Copy the lines below exactly, starting with the first and finishing with the one holding "Locate the leafy"; do not copy the pictures.
BEGIN
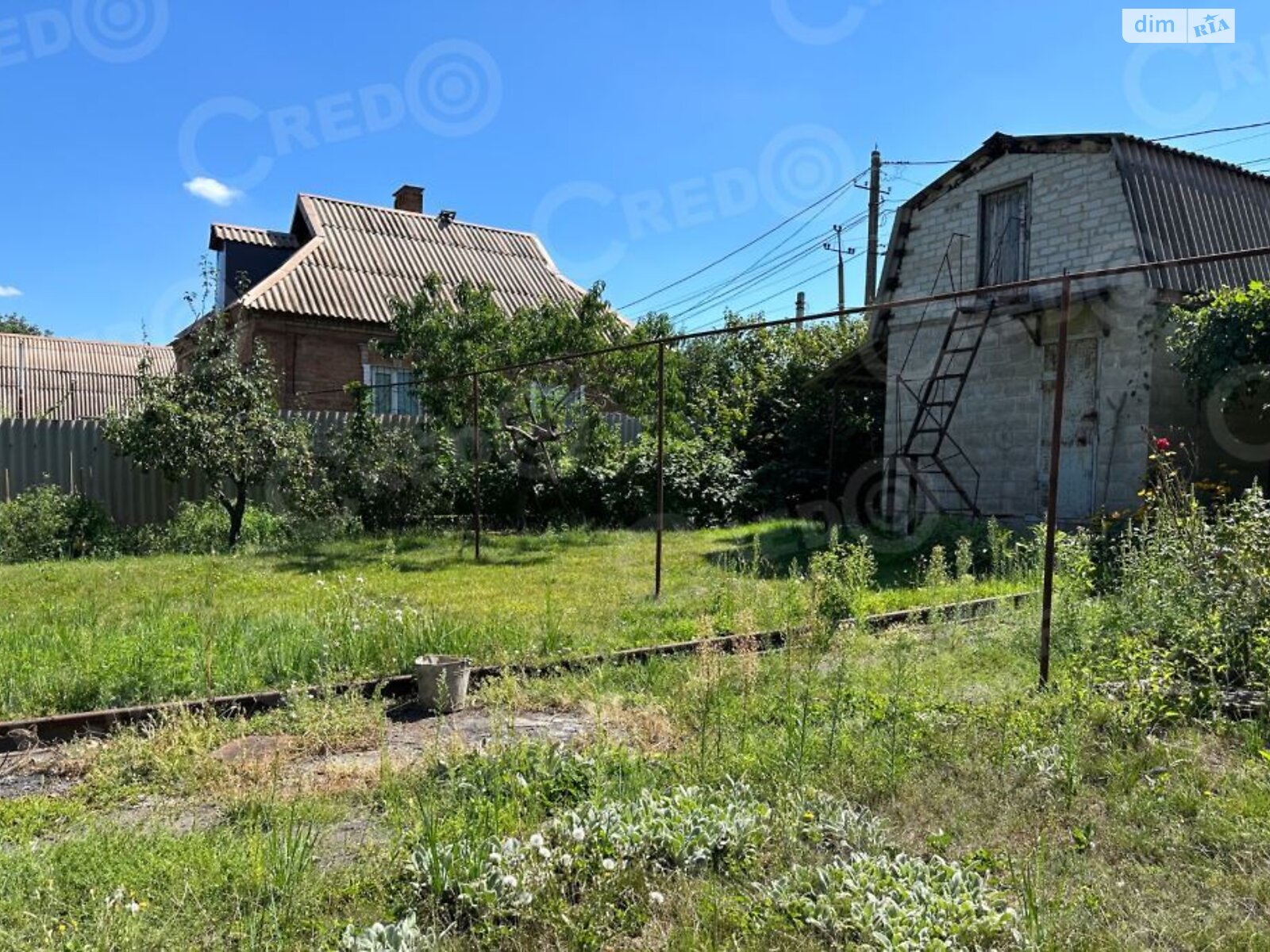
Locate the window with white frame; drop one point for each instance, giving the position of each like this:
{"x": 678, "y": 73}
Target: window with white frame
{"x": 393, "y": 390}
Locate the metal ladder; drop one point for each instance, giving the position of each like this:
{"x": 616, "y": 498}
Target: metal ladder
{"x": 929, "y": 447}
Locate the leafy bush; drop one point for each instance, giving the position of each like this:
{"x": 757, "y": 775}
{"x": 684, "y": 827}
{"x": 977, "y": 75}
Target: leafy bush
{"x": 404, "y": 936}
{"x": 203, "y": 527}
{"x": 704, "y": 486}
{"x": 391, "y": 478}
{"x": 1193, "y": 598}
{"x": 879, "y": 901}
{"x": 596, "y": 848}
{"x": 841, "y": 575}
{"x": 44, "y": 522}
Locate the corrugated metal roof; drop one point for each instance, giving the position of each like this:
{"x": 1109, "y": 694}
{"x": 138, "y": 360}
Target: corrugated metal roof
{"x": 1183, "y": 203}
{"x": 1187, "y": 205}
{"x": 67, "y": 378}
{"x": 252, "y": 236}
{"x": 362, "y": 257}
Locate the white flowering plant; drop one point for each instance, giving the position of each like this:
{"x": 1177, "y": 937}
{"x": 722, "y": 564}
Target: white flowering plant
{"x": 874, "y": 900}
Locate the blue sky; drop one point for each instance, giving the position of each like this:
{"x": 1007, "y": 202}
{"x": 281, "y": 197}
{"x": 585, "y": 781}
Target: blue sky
END
## ANSWER TO THIS PROBLEM
Locate the window with white frame; drop one point for each instance, giving the position of each like this:
{"x": 678, "y": 73}
Target: window with white frame
{"x": 393, "y": 390}
Locate the metal ladder; drop one point for each instance, giving the position of each like this:
{"x": 616, "y": 498}
Target: metal ladder
{"x": 929, "y": 447}
Locate the leafy bush; drop one point for each instance, giving the position of each like this:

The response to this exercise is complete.